= Your goal =
Format the lines of the data below as a numbered list, leaving out any blank lines.
#### Data extract ####
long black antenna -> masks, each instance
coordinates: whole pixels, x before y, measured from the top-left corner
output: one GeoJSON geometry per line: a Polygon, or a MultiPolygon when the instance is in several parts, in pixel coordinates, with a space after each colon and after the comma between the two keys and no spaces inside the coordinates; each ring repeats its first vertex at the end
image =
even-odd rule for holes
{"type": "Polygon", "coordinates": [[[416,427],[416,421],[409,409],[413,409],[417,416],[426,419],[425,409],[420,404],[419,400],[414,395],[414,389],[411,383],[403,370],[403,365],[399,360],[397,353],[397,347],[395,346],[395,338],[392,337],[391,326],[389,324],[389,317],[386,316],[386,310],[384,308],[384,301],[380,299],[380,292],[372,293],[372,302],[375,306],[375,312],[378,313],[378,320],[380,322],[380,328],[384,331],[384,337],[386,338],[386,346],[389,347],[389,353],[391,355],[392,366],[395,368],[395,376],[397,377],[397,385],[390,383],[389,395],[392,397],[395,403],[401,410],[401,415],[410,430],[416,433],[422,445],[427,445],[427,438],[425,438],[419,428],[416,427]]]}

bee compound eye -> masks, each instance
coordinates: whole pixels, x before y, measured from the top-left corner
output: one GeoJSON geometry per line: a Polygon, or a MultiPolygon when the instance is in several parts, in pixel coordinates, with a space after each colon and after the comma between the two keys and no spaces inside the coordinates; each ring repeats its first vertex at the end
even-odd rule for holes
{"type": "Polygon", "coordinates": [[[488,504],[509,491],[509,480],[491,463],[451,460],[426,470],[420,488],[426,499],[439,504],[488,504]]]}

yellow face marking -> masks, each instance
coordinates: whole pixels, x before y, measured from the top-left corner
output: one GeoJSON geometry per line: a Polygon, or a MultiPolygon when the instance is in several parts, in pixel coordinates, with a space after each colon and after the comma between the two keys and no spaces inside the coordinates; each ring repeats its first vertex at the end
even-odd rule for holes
####
= Right answer =
1. long black antenna -> masks, each instance
2. coordinates: whole pixels, x before y, measured from the top-left corner
3. output: one GeoJSON geometry per line: a Polygon, or a MultiPolygon when the instance is in several parts, in pixel coordinates, with a space after each colon and after the comma between the two keys and no spaces inside the coordinates; each ring repeats its first vertex at the end
4. image =
5. even-odd rule for holes
6. {"type": "Polygon", "coordinates": [[[416,427],[416,421],[409,409],[413,409],[417,416],[426,419],[425,409],[420,404],[419,400],[414,395],[414,389],[411,383],[403,370],[403,365],[399,360],[397,353],[397,347],[395,346],[395,338],[392,337],[391,326],[389,324],[389,317],[386,316],[386,310],[384,308],[384,301],[380,299],[380,292],[372,293],[372,302],[375,306],[375,312],[378,313],[378,320],[380,322],[380,328],[384,331],[384,337],[386,338],[386,346],[389,347],[389,353],[391,355],[392,366],[395,368],[395,376],[397,377],[397,385],[390,383],[389,395],[392,397],[395,403],[401,410],[401,415],[410,430],[416,433],[422,445],[427,445],[427,438],[425,438],[419,428],[416,427]]]}
7. bee compound eye -> masks, each instance
8. coordinates: whole pixels, x before y, measured from the top-left corner
9. output: one GeoJSON geometry per line: a Polygon, or a MultiPolygon when the instance is in several parts, in pixel coordinates, with a space after each colon and after the comma between the two keys and no spaces inside the coordinates; each ring repeats its first vertex at the end
10. even-odd rule for holes
11. {"type": "Polygon", "coordinates": [[[488,504],[509,491],[509,480],[491,463],[451,460],[426,470],[420,488],[426,499],[439,504],[488,504]]]}
12. yellow face marking -> masks, each instance
13. coordinates: whole pixels, x before y, measured from the top-left corner
14. output: one GeoJSON geometry per line: a Polygon, or a MultiPolygon when the instance is in several parts, in pixel coordinates, with a space after each colon and after the comma between the two keys and no spaces inside the coordinates; each ring repeats its first vertex at the end
15. even-odd rule for holes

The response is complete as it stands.